Records
_ _ _ _ _ _ _
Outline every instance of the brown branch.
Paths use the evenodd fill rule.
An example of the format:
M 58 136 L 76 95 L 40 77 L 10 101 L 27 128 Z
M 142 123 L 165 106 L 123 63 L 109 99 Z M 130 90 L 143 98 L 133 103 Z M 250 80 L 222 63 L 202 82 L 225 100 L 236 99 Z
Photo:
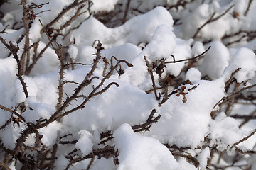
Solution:
M 6 164 L 4 164 L 3 162 L 0 161 L 0 167 L 2 167 L 3 169 L 6 169 L 6 170 L 11 170 L 9 166 Z
M 73 1 L 73 3 L 72 3 L 71 4 L 70 4 L 69 6 L 68 6 L 65 8 L 64 8 L 58 15 L 58 16 L 54 18 L 51 22 L 50 22 L 49 23 L 48 23 L 45 28 L 50 28 L 52 25 L 53 25 L 54 23 L 57 23 L 61 18 L 63 18 L 64 16 L 64 15 L 68 12 L 70 10 L 71 10 L 72 8 L 75 8 L 75 6 L 79 6 L 80 4 L 82 4 L 82 3 L 87 1 L 87 0 L 82 0 L 81 1 L 79 1 L 78 0 L 75 0 Z
M 152 86 L 154 89 L 154 93 L 155 97 L 156 97 L 156 100 L 159 100 L 160 98 L 159 98 L 159 96 L 157 96 L 156 83 L 155 83 L 154 79 L 153 71 L 152 71 L 152 64 L 149 64 L 149 62 L 147 60 L 146 57 L 145 55 L 144 55 L 144 58 L 145 60 L 146 67 L 148 67 L 148 72 L 149 72 L 149 73 L 150 74 L 150 77 L 151 79 Z
M 124 23 L 125 21 L 126 21 L 126 18 L 127 18 L 127 13 L 128 13 L 130 2 L 131 2 L 131 0 L 128 0 L 126 8 L 125 8 L 124 18 L 123 18 L 122 22 L 122 23 Z
M 16 74 L 16 75 L 18 76 L 19 81 L 21 83 L 21 85 L 22 85 L 22 87 L 23 89 L 26 97 L 28 98 L 29 95 L 28 95 L 27 86 L 26 86 L 26 83 L 24 82 L 24 80 L 23 80 L 23 77 L 22 77 L 22 76 L 21 76 L 21 75 L 19 75 L 18 74 Z
M 242 142 L 248 140 L 250 137 L 251 137 L 256 132 L 256 130 L 253 130 L 252 132 L 251 132 L 248 136 L 242 138 L 242 140 L 240 140 L 240 141 L 238 141 L 238 142 L 235 142 L 233 144 L 233 145 L 230 147 L 230 149 L 232 149 L 233 147 L 235 147 L 236 145 L 238 145 L 240 143 L 242 143 Z
M 252 4 L 252 1 L 253 1 L 253 0 L 250 0 L 250 1 L 249 1 L 248 6 L 247 6 L 247 8 L 246 8 L 246 10 L 245 10 L 245 13 L 244 13 L 245 16 L 247 16 L 247 14 L 248 13 L 249 9 L 250 9 L 250 6 L 251 6 L 251 4 Z
M 225 12 L 223 12 L 222 14 L 220 14 L 220 16 L 217 16 L 216 18 L 213 18 L 214 16 L 216 14 L 215 12 L 211 15 L 211 16 L 210 17 L 210 18 L 208 20 L 206 21 L 206 23 L 204 23 L 201 27 L 199 27 L 197 30 L 196 33 L 194 34 L 194 35 L 192 37 L 193 39 L 194 39 L 195 38 L 196 38 L 197 35 L 198 34 L 199 31 L 203 29 L 203 28 L 204 26 L 206 26 L 207 24 L 214 22 L 217 20 L 218 20 L 220 17 L 223 16 L 225 14 L 226 14 L 234 6 L 231 6 L 230 7 L 229 7 Z
M 14 113 L 14 115 L 18 116 L 19 118 L 21 118 L 23 122 L 25 122 L 24 118 L 22 115 L 21 115 L 20 114 L 18 114 L 17 112 L 9 108 L 6 108 L 2 105 L 0 105 L 0 108 L 3 109 L 4 110 L 6 110 L 6 111 L 11 112 L 11 113 Z
M 23 52 L 21 57 L 21 72 L 20 75 L 23 75 L 25 73 L 25 62 L 26 62 L 26 69 L 28 69 L 30 62 L 30 50 L 29 50 L 29 7 L 27 7 L 26 0 L 22 0 L 21 1 L 23 13 L 23 27 L 25 28 L 25 44 L 24 51 Z M 26 60 L 26 61 L 25 61 Z
M 75 21 L 75 19 L 79 16 L 80 15 L 80 12 L 81 11 L 81 10 L 85 6 L 85 4 L 81 5 L 80 6 L 78 7 L 78 10 L 76 11 L 75 13 L 70 18 L 70 20 L 68 20 L 63 26 L 62 26 L 60 28 L 60 30 L 63 30 L 65 28 L 66 28 L 67 26 L 70 26 L 70 23 Z
M 210 45 L 208 49 L 204 51 L 203 52 L 202 52 L 201 54 L 196 56 L 196 57 L 193 57 L 192 58 L 189 58 L 189 59 L 183 59 L 183 60 L 175 60 L 175 58 L 174 58 L 174 56 L 172 55 L 172 57 L 174 58 L 174 61 L 171 61 L 171 62 L 165 62 L 164 64 L 169 64 L 169 63 L 176 63 L 176 62 L 186 62 L 186 61 L 189 61 L 189 60 L 196 60 L 198 58 L 201 58 L 201 57 L 203 57 L 203 55 L 210 50 L 210 48 L 211 47 L 211 46 Z
M 156 118 L 153 118 L 153 116 L 156 113 L 156 110 L 153 109 L 152 111 L 151 112 L 148 119 L 146 120 L 146 121 L 144 123 L 132 126 L 132 128 L 133 129 L 134 132 L 142 132 L 144 130 L 149 131 L 149 128 L 151 126 L 151 124 L 153 123 L 156 123 L 161 117 L 161 115 L 159 115 Z

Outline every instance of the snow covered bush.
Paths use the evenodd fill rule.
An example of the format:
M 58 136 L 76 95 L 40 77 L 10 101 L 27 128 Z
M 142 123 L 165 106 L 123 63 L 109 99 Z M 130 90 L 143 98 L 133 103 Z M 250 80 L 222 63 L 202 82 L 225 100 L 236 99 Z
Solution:
M 256 169 L 256 2 L 0 4 L 2 169 Z

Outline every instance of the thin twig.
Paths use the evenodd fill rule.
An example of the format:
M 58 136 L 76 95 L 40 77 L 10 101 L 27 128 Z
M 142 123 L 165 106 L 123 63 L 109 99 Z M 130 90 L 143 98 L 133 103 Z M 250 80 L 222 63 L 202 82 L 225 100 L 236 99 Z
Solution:
M 172 57 L 174 58 L 174 61 L 171 61 L 171 62 L 165 62 L 164 64 L 169 64 L 169 63 L 176 63 L 176 62 L 186 62 L 186 61 L 189 61 L 189 60 L 196 60 L 198 58 L 201 58 L 202 57 L 211 47 L 211 46 L 210 45 L 208 49 L 204 51 L 203 53 L 193 57 L 192 58 L 188 58 L 188 59 L 183 59 L 183 60 L 175 60 L 174 56 L 172 55 Z
M 159 100 L 160 98 L 157 96 L 156 83 L 155 83 L 154 79 L 153 71 L 152 71 L 152 65 L 149 64 L 149 62 L 147 60 L 146 57 L 145 55 L 144 55 L 144 58 L 145 60 L 146 64 L 146 66 L 148 67 L 148 72 L 149 72 L 150 77 L 151 77 L 151 81 L 152 81 L 152 86 L 153 86 L 154 93 L 155 97 L 156 97 L 156 100 Z
M 28 98 L 29 95 L 28 95 L 27 86 L 26 86 L 26 83 L 24 82 L 24 80 L 23 80 L 23 77 L 18 74 L 16 74 L 16 75 L 18 76 L 19 81 L 21 83 L 21 85 L 22 85 L 22 87 L 23 89 L 26 97 Z
M 201 27 L 199 27 L 197 30 L 196 33 L 192 37 L 193 39 L 196 38 L 197 35 L 198 34 L 199 31 L 203 29 L 204 26 L 206 26 L 207 24 L 214 22 L 217 20 L 218 20 L 220 17 L 223 16 L 225 14 L 226 14 L 234 6 L 232 5 L 230 7 L 229 7 L 224 13 L 220 14 L 220 16 L 217 16 L 216 18 L 213 18 L 214 16 L 216 14 L 215 12 L 210 16 L 210 18 L 206 21 Z

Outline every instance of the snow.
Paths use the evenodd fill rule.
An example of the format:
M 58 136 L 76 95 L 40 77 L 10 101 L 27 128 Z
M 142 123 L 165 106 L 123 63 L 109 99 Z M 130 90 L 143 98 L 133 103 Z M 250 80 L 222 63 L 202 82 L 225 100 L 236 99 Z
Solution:
M 209 147 L 207 147 L 203 149 L 198 154 L 198 159 L 199 162 L 199 165 L 201 169 L 206 169 L 207 160 L 210 158 L 210 153 Z
M 225 149 L 239 141 L 245 132 L 239 129 L 239 123 L 235 119 L 227 117 L 224 113 L 220 113 L 215 120 L 212 120 L 210 126 L 209 137 L 212 139 L 212 145 L 218 144 L 220 149 Z
M 93 143 L 91 138 L 92 135 L 85 130 L 81 130 L 78 132 L 80 137 L 75 143 L 75 147 L 80 149 L 83 156 L 89 154 L 92 151 Z
M 183 169 L 169 149 L 159 141 L 134 134 L 127 123 L 114 132 L 116 149 L 119 152 L 117 170 Z
M 197 81 L 201 78 L 201 73 L 195 68 L 191 68 L 186 74 L 186 79 L 190 80 L 191 83 L 195 84 Z
M 230 53 L 221 42 L 214 41 L 209 45 L 212 47 L 204 56 L 199 70 L 203 76 L 208 75 L 211 79 L 215 79 L 220 76 L 228 65 Z
M 18 56 L 21 57 L 25 42 L 22 35 L 25 30 L 17 28 L 22 26 L 22 6 L 16 4 L 18 1 L 14 1 L 0 7 L 4 14 L 0 30 L 10 25 L 5 30 L 6 33 L 0 33 L 0 35 L 7 43 L 12 42 L 19 47 Z M 212 162 L 217 162 L 216 157 L 219 157 L 220 152 L 225 151 L 227 157 L 233 157 L 238 151 L 232 147 L 233 144 L 250 135 L 256 124 L 255 121 L 250 120 L 246 125 L 241 127 L 242 120 L 233 116 L 238 113 L 249 115 L 255 110 L 255 101 L 252 99 L 252 102 L 239 100 L 239 104 L 230 103 L 232 110 L 228 115 L 225 113 L 228 103 L 223 103 L 220 106 L 218 104 L 232 96 L 230 92 L 234 86 L 232 84 L 227 91 L 226 84 L 238 69 L 239 70 L 232 80 L 241 84 L 238 90 L 255 84 L 256 57 L 254 50 L 256 45 L 255 40 L 247 42 L 249 39 L 232 45 L 227 45 L 237 40 L 238 35 L 231 38 L 230 42 L 224 39 L 225 35 L 238 30 L 255 30 L 255 3 L 252 4 L 248 14 L 244 16 L 247 0 L 208 1 L 208 3 L 191 1 L 184 6 L 171 8 L 168 8 L 178 1 L 131 1 L 126 22 L 122 23 L 120 21 L 118 26 L 110 28 L 101 19 L 101 17 L 107 16 L 101 15 L 106 12 L 112 13 L 112 16 L 107 18 L 110 22 L 112 19 L 120 20 L 115 18 L 117 17 L 115 12 L 118 11 L 116 8 L 118 6 L 119 10 L 124 10 L 128 1 L 92 1 L 93 5 L 90 10 L 92 15 L 88 19 L 88 4 L 86 2 L 85 8 L 81 11 L 82 13 L 67 28 L 59 30 L 70 19 L 75 9 L 67 11 L 51 26 L 55 28 L 54 31 L 60 34 L 53 41 L 53 45 L 57 47 L 58 45 L 63 45 L 65 64 L 70 62 L 70 59 L 79 64 L 92 64 L 95 62 L 97 42 L 102 43 L 104 47 L 100 52 L 102 57 L 91 76 L 94 76 L 91 84 L 85 86 L 60 114 L 81 104 L 105 80 L 102 72 L 105 62 L 103 59 L 110 63 L 112 57 L 114 56 L 117 60 L 112 60 L 112 64 L 124 60 L 133 67 L 121 62 L 97 91 L 112 82 L 118 86 L 110 86 L 104 93 L 90 98 L 82 108 L 58 121 L 31 131 L 25 137 L 19 154 L 24 153 L 25 157 L 31 154 L 32 159 L 36 157 L 40 149 L 45 146 L 49 152 L 46 157 L 50 157 L 53 146 L 58 144 L 58 151 L 54 156 L 57 158 L 54 163 L 57 170 L 66 169 L 70 161 L 69 157 L 79 159 L 95 156 L 90 169 L 92 170 L 196 169 L 194 164 L 185 159 L 186 156 L 193 157 L 197 160 L 200 169 L 208 169 L 212 168 L 208 164 L 209 159 L 213 158 Z M 41 4 L 47 1 L 28 0 L 28 2 Z M 36 56 L 34 52 L 38 55 L 49 41 L 45 33 L 41 32 L 42 26 L 38 19 L 46 26 L 73 2 L 71 0 L 50 1 L 42 8 L 35 8 L 36 13 L 43 10 L 50 11 L 39 13 L 35 20 L 31 21 L 30 45 L 36 41 L 39 44 L 37 49 L 31 47 L 29 64 Z M 193 38 L 197 29 L 213 13 L 216 17 L 233 4 L 234 6 L 229 13 L 207 24 L 200 30 L 196 37 Z M 233 12 L 239 13 L 238 18 L 233 18 Z M 119 13 L 122 19 L 124 13 Z M 64 37 L 68 33 L 69 35 Z M 17 42 L 20 38 L 21 41 Z M 210 45 L 210 49 L 202 57 L 197 58 L 197 60 L 193 58 L 204 52 Z M 59 109 L 56 106 L 60 92 L 60 61 L 56 52 L 50 45 L 39 57 L 31 73 L 22 75 L 28 90 L 27 97 L 21 81 L 16 75 L 18 72 L 16 59 L 1 43 L 0 50 L 0 105 L 1 108 L 4 106 L 11 110 L 4 108 L 0 113 L 0 127 L 2 127 L 0 146 L 14 149 L 17 139 L 28 125 L 42 125 L 40 123 L 49 120 Z M 156 98 L 154 94 L 152 77 L 144 57 L 153 67 L 156 96 L 160 94 L 159 98 Z M 179 61 L 183 60 L 186 61 Z M 165 63 L 163 62 L 164 66 L 161 71 L 164 72 L 160 76 L 156 69 L 161 60 Z M 92 64 L 75 64 L 74 69 L 67 65 L 64 79 L 61 81 L 63 91 L 60 104 L 73 94 L 91 69 Z M 121 69 L 124 74 L 119 75 L 117 71 Z M 107 72 L 110 69 L 111 66 L 108 65 Z M 164 81 L 168 81 L 168 86 L 162 85 Z M 255 89 L 252 89 L 249 91 L 250 94 L 247 94 L 248 91 L 243 91 L 243 96 L 254 97 Z M 166 98 L 166 96 L 164 96 L 166 91 L 168 98 Z M 164 99 L 167 100 L 159 104 Z M 26 106 L 25 110 L 22 110 L 21 104 Z M 149 131 L 134 132 L 132 126 L 149 123 L 148 118 L 153 109 L 156 110 L 153 118 L 161 115 L 158 122 L 150 123 L 151 126 Z M 21 114 L 25 121 L 14 122 L 17 118 L 14 113 Z M 6 125 L 9 120 L 11 123 Z M 101 135 L 107 131 L 112 134 L 113 137 L 102 144 Z M 42 137 L 41 145 L 34 150 L 28 151 L 28 149 L 24 146 L 35 147 L 38 137 L 36 132 Z M 70 142 L 61 144 L 60 142 L 63 141 Z M 255 137 L 252 137 L 238 146 L 246 151 L 247 148 L 252 148 L 255 144 Z M 97 149 L 104 149 L 105 147 L 112 147 L 115 153 L 95 154 Z M 213 148 L 215 151 L 214 155 L 211 155 Z M 74 154 L 70 154 L 74 149 Z M 33 155 L 33 152 L 36 154 Z M 119 164 L 113 162 L 113 157 L 118 159 Z M 2 159 L 4 154 L 0 154 L 1 162 Z M 16 159 L 14 157 L 14 160 L 8 163 L 11 169 L 21 168 L 21 163 L 18 161 L 16 164 L 18 159 Z M 75 162 L 69 169 L 86 169 L 90 164 L 90 159 L 92 157 Z M 228 159 L 221 158 L 220 166 L 228 165 Z M 252 168 L 256 167 L 255 155 L 245 157 L 242 161 L 247 162 Z
M 235 77 L 238 82 L 251 79 L 256 71 L 256 57 L 252 50 L 241 47 L 238 49 L 232 57 L 232 60 L 228 67 L 225 69 L 223 76 L 227 79 L 232 72 L 240 68 Z

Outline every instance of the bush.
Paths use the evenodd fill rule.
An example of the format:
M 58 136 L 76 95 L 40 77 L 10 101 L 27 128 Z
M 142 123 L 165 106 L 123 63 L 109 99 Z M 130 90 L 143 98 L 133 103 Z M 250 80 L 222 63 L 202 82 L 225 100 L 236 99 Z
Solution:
_ _ _ _ _ _ _
Transcribe, without changes, the lines of the material from the line containing "Outline every instance of the bush." through the last line of the material, including both of those lines.

Outline every instance of the bush.
Paths use the evenodd fill rule.
An example of the format:
M 58 136 L 76 95 L 40 77 L 10 101 L 27 128 Z
M 142 123 L 165 106 L 123 63 L 109 99 Z M 130 90 L 143 98 L 133 103 Z M 250 80 L 222 63 L 202 82 L 225 100 L 236 99 Z
Solution:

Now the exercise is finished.